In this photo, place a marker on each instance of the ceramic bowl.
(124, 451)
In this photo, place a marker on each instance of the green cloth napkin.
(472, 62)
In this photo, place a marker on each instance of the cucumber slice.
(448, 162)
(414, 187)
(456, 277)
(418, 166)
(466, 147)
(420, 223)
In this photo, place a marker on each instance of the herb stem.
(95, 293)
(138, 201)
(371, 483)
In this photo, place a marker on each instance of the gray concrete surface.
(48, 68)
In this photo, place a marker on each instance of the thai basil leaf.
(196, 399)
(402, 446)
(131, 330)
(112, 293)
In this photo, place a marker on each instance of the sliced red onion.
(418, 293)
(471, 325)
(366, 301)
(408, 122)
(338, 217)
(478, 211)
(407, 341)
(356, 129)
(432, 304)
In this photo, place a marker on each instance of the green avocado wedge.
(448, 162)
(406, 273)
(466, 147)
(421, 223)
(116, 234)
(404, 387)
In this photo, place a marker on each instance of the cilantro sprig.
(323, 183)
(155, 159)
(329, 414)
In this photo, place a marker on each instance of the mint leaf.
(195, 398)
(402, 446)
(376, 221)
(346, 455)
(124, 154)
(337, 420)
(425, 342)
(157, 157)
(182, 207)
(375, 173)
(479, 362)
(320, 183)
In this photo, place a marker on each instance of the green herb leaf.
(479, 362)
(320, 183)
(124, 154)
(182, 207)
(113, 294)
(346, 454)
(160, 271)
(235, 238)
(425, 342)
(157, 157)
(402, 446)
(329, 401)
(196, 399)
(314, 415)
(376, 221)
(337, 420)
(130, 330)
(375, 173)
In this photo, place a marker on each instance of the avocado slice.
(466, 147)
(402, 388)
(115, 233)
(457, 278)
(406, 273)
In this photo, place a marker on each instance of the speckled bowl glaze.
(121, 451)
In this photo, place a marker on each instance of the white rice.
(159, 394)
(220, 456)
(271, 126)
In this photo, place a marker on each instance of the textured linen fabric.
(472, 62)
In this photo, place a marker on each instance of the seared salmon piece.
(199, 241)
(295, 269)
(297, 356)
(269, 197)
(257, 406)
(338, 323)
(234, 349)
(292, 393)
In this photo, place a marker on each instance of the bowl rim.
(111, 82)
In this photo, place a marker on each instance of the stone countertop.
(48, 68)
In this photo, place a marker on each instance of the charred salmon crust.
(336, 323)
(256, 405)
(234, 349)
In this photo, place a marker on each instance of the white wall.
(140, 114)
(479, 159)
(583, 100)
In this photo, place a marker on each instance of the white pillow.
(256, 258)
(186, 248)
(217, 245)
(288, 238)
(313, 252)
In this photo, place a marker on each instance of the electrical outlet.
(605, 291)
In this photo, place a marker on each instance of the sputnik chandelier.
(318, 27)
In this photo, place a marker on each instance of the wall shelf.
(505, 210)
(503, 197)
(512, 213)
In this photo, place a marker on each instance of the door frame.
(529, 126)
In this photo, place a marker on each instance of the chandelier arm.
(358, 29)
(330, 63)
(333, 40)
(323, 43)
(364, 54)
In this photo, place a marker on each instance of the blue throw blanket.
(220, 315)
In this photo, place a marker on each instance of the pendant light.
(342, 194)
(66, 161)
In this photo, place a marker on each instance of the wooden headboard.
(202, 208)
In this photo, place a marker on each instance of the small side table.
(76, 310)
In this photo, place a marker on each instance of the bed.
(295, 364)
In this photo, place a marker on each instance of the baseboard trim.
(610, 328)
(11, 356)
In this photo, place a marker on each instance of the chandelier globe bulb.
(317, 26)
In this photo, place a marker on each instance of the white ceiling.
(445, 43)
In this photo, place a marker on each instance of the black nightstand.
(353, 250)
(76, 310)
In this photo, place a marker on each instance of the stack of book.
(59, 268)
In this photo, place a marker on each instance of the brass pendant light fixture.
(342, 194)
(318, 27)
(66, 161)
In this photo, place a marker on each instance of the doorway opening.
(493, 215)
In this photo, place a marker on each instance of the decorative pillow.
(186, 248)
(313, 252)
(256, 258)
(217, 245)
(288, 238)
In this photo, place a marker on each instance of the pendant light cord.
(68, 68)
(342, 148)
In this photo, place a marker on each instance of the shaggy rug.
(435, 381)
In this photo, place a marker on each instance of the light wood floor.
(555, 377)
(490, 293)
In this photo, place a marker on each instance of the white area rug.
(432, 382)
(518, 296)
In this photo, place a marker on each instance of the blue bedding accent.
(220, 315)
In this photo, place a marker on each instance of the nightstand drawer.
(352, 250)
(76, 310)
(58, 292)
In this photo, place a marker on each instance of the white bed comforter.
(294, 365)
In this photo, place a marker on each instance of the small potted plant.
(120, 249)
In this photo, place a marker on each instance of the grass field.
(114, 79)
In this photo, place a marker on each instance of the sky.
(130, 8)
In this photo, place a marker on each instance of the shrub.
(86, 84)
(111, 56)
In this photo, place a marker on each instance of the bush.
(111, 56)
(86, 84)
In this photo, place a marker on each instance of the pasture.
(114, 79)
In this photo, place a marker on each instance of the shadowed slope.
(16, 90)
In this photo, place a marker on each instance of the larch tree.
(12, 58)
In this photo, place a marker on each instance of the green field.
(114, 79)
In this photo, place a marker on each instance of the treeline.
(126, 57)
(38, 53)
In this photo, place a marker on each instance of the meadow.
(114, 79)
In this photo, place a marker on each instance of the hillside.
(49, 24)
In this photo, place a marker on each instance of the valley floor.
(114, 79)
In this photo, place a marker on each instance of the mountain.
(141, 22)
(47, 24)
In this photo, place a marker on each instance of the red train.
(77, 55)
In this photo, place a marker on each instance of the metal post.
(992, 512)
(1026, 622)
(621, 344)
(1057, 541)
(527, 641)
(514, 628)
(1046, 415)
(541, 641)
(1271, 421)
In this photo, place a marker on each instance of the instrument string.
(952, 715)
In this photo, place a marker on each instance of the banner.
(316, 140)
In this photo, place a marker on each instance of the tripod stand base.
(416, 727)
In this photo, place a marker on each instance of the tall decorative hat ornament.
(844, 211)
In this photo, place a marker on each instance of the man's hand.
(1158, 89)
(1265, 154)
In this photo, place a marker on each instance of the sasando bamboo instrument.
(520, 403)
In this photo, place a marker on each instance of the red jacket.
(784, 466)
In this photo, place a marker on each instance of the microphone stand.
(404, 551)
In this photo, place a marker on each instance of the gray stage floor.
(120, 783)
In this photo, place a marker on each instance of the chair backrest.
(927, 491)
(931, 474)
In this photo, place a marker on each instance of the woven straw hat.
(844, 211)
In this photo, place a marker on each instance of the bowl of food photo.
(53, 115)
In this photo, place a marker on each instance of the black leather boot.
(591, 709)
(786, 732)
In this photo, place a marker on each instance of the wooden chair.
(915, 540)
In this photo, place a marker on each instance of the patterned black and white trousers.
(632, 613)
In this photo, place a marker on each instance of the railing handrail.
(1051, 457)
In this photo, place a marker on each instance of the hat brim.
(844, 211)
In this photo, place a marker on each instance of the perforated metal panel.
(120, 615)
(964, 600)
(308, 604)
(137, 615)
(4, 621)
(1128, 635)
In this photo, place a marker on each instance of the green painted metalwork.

▸ **Task instructions**
Copy out every line of the listing from the one containing "the railing handrail." down to the end of the listing, requests included, and raise both coordinates of each marker point by 38.

▸ **Response**
In this photo, place a marker on each instance of the railing handrail.
(1089, 495)
In this photo, place a marker on each instance of the hat brim.
(882, 249)
In this photo, place a marker on each instance of the perforated metal panel.
(158, 653)
(1002, 638)
(346, 642)
(175, 653)
(42, 659)
(1166, 673)
In this photo, place a marker on each instance of the green painted metalwork.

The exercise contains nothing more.